* _WHAT THE TASK ASKS_: From the post about rude patients below, quote the text between "I’m sure many" and "and future performance.", inclusive.

* _SUPPLIED PASSAGE_:
Content starts

I’m sure many of us have come across patients who are just downright rude towards healthcare professionals. Many of us internalize the rudeness and try to treat the patient. A recent study suggests that rude patients may actually be detrimental to the team’s current and future performance.
According to the authors of the study, 40% of the variation in doctor performance may potentially be due to interactions with patients like these (for context, the authors claim that 10-20% of the variation in performance may be attributed to lack of sleep). This study looked at 39 NICU teams (two doctors and two nurses) and simulated five emergency-type events (respiratory distress, shock, etc). An actress who was playing the baby’s mother would scold certain teams and the control was neutral commentary. The results found that the teams that experienced rudeness had adverse consequences for every measure including diagnostic accuracy, information sharing, therapy plan, and communication. Even more terrifying was the fact that this carried on for the rest of the scenarios.
The study then took this a step further. The authors provided some cognitive behavioral modification to some teams to prime them towards the rudeness. In essence, this pre-event task would alert them to ways to combat aggression and anger. Interestingly enough, the groups that received this cognitive modification performed just as well as the control group; there was no statistical difference between the control group and the primed group.
I found this study to be a fascinating reflection of human behavior. Don’t be rude to your doctors for your own sake and for the sake of others!!

Content ends

* _EXERCISE DATA_:
Content starts

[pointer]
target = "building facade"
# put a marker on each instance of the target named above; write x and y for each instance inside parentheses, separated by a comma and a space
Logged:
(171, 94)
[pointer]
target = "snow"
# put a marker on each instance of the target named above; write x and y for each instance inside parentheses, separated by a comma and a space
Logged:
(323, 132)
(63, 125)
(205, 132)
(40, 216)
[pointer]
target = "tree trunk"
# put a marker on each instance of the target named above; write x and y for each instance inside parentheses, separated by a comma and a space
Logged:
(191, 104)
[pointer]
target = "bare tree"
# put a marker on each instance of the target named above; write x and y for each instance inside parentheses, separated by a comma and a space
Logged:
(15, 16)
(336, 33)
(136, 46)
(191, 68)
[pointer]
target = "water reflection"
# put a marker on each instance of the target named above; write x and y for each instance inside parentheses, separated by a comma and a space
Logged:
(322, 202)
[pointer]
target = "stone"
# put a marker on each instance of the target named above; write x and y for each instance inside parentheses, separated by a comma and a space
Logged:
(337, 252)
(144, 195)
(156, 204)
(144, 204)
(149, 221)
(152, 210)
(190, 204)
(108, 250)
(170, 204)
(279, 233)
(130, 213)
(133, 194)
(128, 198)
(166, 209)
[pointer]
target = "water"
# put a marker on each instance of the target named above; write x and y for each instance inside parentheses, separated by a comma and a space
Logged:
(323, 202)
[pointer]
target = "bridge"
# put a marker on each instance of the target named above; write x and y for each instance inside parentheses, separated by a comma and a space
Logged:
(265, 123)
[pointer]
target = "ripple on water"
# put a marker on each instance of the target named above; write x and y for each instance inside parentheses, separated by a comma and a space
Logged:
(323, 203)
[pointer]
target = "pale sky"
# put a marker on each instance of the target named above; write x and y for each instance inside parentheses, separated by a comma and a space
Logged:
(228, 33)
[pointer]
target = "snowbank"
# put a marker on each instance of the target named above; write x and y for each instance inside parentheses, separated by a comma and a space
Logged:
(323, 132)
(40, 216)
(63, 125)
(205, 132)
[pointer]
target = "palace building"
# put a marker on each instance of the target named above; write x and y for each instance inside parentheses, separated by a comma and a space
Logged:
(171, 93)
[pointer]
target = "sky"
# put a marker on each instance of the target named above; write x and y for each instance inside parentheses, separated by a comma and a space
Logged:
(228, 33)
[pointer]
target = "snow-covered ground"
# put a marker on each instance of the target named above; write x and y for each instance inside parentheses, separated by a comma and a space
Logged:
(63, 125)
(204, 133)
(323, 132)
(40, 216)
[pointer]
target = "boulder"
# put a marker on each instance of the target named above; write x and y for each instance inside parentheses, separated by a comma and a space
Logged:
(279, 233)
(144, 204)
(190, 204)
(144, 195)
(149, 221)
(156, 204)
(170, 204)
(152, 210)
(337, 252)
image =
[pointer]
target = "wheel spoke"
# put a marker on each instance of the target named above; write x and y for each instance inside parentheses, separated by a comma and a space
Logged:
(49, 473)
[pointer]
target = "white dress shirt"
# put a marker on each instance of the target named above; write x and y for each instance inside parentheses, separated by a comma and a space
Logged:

Content ends

* _OUTPUT_:
I’m sure many of us have come across patients who are just downright rude towards healthcare professionals. Many of us internalize the rudeness and try to treat the patient. A recent study suggests that rude patients may actually be detrimental to the team’s current and future performance.